◆ TASK DETAILS: Please convert the records below into a two-column CSV with the column names "input" and "output", one row for each one, beginning at the line that contains "outline --target=cumulus cloud" and stopping after the line that contains "18), (141, 25)]]". Put the text and its answer each in a single quoted field, with line breaks turned into spaces.

[Mask labeling records]
## Start

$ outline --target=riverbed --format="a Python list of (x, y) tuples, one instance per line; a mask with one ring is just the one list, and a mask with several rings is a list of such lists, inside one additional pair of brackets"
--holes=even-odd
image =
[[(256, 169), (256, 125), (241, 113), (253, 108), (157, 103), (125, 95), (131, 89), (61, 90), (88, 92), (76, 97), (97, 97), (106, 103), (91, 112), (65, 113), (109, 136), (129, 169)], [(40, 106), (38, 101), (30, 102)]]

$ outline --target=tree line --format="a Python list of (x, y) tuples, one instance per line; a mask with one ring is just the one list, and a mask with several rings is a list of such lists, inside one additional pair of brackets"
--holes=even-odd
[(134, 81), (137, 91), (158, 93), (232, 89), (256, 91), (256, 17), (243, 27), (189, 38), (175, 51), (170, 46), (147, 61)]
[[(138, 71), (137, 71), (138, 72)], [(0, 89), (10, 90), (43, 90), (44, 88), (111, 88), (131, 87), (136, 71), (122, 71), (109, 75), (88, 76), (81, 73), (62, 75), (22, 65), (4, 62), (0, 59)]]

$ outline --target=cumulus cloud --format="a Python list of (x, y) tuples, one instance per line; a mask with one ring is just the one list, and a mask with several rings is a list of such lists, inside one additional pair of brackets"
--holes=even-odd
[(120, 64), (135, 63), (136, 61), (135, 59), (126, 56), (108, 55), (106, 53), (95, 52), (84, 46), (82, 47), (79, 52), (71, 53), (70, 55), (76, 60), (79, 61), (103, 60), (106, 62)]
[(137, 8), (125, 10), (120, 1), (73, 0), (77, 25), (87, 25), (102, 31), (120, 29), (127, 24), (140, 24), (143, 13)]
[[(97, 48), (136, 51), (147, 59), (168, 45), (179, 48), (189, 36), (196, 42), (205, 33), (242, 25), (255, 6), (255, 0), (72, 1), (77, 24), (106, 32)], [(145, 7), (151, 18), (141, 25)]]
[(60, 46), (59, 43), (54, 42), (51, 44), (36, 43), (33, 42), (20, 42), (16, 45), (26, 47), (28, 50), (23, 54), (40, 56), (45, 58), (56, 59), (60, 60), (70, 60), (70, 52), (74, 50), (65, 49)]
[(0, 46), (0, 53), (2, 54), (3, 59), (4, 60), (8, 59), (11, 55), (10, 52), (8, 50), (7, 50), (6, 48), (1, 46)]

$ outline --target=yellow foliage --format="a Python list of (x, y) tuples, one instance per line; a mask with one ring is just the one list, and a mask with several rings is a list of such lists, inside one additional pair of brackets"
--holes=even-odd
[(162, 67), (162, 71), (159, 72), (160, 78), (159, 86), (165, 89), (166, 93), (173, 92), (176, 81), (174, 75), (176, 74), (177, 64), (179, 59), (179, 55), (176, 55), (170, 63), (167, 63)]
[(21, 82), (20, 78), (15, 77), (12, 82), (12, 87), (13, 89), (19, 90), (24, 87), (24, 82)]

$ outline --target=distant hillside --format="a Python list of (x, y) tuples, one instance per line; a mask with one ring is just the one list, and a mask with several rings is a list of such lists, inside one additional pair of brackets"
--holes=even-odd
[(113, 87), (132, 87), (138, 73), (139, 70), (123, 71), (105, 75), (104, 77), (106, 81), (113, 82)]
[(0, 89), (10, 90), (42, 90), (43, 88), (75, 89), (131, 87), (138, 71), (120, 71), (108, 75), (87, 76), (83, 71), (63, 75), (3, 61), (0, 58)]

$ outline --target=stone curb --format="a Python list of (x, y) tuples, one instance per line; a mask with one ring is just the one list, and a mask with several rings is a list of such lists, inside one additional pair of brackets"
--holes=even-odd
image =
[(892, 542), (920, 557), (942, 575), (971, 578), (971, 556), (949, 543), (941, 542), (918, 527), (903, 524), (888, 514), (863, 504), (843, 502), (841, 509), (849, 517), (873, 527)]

## End
## Start

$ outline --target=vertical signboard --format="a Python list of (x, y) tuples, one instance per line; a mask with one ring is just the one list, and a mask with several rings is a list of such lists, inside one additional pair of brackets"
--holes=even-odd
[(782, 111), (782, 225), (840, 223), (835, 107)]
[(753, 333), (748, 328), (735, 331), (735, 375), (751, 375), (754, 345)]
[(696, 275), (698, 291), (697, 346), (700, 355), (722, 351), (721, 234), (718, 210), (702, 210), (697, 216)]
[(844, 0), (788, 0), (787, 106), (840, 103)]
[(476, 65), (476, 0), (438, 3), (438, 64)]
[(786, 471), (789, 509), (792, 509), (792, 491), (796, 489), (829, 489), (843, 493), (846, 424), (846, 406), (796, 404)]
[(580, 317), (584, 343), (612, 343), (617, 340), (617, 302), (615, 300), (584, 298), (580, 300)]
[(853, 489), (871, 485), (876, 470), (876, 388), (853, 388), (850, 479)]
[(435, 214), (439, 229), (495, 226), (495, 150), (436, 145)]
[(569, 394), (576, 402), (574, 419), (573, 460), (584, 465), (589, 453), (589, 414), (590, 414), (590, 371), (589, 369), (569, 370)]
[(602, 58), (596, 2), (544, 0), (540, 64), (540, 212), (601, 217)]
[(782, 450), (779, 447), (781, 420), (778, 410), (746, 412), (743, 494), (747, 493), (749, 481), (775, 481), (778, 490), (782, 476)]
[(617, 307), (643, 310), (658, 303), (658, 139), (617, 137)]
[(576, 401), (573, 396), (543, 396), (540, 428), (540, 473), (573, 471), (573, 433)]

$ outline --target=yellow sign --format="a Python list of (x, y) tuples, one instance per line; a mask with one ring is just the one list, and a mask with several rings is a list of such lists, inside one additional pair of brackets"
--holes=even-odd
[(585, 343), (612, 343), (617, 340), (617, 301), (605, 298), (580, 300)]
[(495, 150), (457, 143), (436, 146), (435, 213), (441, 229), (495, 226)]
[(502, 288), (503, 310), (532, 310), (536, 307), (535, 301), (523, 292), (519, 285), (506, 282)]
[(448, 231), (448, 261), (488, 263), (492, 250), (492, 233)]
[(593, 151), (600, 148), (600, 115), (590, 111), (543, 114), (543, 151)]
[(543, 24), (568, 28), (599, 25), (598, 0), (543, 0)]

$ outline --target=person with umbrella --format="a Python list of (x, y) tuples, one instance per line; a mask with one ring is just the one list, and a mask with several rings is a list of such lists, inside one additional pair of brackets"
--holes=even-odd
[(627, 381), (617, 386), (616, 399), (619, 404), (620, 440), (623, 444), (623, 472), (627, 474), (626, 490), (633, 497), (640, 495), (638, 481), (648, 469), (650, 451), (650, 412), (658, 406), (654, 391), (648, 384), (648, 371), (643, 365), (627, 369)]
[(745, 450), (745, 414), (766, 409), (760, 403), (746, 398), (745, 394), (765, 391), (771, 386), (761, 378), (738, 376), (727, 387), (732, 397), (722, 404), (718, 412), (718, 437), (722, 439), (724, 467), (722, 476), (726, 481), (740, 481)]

## End

◆ SOLUTION:
input,output
"$ outline --target=cumulus cloud --format=""a Python list of (x, y) tuples, one instance per line; a mask with one ring is just the one list, and a mask with several rings is a list of such lists, inside one additional pair of brackets"" --holes=even-odd","[(120, 64), (135, 63), (136, 61), (135, 59), (126, 56), (108, 55), (106, 53), (95, 52), (84, 46), (82, 47), (79, 52), (71, 53), (70, 55), (76, 60), (79, 61), (103, 60), (106, 62)] [(137, 8), (125, 10), (120, 1), (73, 0), (77, 25), (87, 25), (102, 31), (120, 29), (127, 24), (140, 24), (143, 13)] [[(97, 48), (136, 51), (147, 59), (168, 45), (179, 48), (189, 36), (196, 42), (205, 33), (242, 25), (255, 6), (255, 0), (72, 1), (77, 24), (106, 32)], [(145, 7), (151, 18), (141, 25)]]"